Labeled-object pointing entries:
========================================

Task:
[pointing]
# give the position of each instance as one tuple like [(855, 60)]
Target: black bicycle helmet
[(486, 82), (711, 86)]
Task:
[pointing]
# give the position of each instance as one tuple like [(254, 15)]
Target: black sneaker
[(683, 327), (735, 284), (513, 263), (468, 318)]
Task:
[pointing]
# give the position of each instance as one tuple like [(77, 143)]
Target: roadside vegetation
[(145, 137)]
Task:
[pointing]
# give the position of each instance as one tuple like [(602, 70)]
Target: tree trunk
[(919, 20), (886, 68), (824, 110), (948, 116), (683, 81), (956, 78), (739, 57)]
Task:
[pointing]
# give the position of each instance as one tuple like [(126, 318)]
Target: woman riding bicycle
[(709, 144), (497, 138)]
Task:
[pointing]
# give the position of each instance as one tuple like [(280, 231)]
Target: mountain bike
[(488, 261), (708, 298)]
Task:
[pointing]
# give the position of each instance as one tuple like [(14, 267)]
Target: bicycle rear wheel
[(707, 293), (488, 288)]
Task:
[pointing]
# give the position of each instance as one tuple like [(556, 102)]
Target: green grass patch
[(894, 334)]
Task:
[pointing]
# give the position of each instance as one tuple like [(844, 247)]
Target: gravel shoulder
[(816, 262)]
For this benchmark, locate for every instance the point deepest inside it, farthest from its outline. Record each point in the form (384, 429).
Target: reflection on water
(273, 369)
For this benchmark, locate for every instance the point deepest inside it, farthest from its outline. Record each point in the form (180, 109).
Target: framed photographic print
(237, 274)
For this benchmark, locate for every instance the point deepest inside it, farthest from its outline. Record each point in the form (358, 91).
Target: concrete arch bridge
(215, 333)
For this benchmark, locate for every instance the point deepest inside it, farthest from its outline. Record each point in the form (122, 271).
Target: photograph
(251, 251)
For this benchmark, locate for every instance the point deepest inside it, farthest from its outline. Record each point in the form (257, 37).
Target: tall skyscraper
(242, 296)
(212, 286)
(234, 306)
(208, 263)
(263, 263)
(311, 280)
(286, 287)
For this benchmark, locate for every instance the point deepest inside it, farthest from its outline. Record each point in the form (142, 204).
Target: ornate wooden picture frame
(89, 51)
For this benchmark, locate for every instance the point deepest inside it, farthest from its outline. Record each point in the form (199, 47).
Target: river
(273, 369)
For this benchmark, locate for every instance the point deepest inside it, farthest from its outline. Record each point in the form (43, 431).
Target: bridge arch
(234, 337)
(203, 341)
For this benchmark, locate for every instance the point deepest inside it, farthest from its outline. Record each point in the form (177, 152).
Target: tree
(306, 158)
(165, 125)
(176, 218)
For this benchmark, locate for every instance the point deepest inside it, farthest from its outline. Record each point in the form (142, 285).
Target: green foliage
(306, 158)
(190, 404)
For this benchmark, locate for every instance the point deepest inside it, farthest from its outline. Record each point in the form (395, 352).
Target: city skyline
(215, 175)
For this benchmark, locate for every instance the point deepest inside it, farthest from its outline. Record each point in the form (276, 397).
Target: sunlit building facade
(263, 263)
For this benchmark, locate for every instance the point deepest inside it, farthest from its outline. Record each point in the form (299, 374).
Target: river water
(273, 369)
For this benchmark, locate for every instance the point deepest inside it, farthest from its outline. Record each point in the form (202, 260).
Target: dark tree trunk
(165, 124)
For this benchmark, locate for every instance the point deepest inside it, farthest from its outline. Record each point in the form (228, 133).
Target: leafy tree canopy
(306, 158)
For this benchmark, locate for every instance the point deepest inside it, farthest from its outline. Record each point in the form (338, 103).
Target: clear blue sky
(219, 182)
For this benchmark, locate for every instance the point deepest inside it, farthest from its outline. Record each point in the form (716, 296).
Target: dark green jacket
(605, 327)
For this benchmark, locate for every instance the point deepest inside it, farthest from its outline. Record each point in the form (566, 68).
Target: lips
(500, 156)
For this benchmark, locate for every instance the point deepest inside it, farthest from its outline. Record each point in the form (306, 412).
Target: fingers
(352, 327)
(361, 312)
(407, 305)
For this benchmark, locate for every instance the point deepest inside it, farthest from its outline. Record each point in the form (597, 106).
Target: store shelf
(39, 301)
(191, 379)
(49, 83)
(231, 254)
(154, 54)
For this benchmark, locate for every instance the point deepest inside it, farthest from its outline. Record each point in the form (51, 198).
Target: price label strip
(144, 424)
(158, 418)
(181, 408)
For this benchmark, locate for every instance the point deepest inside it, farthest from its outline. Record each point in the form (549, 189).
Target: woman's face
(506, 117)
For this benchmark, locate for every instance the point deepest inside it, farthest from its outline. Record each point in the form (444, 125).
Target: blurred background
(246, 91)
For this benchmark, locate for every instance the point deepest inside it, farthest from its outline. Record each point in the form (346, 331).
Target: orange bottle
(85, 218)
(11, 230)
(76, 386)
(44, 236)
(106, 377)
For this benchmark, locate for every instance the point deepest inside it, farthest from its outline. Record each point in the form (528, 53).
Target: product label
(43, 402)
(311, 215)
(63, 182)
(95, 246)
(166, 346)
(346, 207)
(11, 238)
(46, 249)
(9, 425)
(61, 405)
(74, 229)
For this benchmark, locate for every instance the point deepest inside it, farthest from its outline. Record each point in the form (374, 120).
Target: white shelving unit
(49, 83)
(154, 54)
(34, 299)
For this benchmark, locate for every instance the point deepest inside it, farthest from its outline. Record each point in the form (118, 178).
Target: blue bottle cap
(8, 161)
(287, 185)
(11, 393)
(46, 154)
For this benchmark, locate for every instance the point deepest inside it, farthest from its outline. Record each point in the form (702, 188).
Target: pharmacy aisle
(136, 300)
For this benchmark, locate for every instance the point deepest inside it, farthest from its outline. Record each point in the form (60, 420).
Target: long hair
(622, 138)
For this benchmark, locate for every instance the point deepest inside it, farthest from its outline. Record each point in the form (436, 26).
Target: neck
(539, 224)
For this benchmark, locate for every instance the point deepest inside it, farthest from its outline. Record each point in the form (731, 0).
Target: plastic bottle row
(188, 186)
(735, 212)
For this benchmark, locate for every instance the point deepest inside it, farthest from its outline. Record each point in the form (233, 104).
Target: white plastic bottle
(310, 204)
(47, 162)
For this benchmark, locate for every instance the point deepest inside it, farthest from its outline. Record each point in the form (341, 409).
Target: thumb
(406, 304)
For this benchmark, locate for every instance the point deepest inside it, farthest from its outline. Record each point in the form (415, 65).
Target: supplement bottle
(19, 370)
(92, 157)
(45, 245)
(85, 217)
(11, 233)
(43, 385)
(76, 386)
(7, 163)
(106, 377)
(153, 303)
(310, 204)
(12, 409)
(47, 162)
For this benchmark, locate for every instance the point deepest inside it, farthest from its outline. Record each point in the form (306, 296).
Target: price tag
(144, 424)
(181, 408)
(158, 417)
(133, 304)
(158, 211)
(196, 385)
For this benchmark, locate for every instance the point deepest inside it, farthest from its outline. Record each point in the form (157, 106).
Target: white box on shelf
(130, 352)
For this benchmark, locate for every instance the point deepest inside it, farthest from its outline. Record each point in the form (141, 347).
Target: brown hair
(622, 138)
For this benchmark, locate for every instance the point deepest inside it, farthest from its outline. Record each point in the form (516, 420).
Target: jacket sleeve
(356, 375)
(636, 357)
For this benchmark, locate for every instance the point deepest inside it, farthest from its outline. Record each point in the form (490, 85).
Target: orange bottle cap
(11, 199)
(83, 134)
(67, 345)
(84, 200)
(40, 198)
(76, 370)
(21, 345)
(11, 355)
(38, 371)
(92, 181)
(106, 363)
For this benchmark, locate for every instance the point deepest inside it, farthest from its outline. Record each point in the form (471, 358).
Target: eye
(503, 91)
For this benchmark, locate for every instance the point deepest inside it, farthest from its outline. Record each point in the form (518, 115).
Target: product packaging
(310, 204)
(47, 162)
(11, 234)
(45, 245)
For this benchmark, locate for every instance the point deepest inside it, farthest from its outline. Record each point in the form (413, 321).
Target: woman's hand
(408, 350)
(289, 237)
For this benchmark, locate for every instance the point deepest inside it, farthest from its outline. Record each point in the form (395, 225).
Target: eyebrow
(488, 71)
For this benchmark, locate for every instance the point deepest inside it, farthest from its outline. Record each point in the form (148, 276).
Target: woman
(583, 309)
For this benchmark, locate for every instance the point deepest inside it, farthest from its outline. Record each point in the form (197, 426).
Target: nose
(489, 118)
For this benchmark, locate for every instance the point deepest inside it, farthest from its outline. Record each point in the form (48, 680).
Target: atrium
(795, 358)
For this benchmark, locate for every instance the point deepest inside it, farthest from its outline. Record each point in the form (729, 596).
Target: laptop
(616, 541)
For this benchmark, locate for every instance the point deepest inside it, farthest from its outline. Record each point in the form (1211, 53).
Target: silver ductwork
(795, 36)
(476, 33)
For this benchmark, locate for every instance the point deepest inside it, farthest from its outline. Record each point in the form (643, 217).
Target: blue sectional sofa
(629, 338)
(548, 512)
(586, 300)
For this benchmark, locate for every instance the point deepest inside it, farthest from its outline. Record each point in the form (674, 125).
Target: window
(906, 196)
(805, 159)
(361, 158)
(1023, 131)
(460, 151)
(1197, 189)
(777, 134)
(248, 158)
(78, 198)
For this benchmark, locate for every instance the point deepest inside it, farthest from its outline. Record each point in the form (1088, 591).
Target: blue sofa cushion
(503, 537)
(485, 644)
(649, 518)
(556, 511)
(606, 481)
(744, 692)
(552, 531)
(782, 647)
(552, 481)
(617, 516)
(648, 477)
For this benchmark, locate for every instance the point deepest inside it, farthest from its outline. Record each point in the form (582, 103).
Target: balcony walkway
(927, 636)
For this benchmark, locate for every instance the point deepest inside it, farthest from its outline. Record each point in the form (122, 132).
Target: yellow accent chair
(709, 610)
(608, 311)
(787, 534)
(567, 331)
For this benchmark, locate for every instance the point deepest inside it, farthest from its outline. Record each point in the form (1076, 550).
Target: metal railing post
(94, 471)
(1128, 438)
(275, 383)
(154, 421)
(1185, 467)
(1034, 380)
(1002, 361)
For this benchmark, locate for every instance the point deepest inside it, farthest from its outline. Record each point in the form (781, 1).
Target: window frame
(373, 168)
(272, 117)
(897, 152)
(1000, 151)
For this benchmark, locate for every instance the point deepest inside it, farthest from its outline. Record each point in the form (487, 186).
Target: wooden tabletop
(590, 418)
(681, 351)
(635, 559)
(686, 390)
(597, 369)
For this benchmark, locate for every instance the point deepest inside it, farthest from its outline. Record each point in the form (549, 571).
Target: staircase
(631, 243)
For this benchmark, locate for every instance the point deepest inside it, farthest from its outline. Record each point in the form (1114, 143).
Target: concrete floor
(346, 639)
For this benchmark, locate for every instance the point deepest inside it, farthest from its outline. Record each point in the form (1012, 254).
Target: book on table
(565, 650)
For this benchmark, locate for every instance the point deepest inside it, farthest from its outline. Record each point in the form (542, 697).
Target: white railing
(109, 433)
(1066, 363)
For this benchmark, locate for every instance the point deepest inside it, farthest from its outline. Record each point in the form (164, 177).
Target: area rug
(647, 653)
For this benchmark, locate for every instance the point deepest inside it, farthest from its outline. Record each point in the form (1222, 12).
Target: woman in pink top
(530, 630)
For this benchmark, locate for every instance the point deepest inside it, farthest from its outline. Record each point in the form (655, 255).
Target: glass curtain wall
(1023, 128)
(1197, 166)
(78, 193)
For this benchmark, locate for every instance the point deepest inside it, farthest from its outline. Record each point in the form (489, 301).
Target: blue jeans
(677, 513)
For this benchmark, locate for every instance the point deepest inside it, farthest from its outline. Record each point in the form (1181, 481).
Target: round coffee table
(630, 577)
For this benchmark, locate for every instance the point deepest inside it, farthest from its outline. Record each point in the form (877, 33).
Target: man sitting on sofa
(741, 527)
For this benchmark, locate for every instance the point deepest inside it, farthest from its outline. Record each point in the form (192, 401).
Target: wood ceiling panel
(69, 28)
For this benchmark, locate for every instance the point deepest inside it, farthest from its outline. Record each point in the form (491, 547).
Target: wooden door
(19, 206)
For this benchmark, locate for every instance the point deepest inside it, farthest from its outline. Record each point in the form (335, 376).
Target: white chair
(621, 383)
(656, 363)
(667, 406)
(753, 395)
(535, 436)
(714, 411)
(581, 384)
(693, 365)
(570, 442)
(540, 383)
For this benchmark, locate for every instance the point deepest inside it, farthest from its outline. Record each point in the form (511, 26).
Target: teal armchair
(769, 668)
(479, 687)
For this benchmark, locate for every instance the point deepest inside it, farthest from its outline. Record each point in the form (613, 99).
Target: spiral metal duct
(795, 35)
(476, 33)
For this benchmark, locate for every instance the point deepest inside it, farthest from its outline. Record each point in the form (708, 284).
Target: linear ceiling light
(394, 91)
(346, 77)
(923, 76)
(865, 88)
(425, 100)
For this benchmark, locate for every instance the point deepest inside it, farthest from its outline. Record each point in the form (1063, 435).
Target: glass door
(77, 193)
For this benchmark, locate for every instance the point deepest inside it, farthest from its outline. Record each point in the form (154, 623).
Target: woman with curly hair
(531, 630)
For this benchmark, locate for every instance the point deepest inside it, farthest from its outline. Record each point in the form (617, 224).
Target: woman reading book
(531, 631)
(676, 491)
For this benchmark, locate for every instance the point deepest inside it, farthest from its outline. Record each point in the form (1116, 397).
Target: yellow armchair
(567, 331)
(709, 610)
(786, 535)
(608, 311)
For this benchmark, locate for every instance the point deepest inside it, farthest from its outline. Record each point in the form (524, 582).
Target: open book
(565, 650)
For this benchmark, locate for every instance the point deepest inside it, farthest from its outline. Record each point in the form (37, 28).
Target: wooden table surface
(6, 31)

========================================

Job
Retype the rows character for character, from the first line through the line containing "[(145, 137)]".

Answer to the task
Task:
[pointing]
# give the position of each instance as one tuple like [(855, 60)]
Target: black bicycle helmet
[(486, 82), (711, 86)]
Task:
[pointing]
# give the position of each instance as one tuple like [(254, 15)]
Target: black sneaker
[(683, 327), (735, 284), (513, 263), (468, 318)]
Task:
[pointing]
# give the position of each instance as one tuple like [(77, 143)]
Target: roadside vegetation
[(145, 137)]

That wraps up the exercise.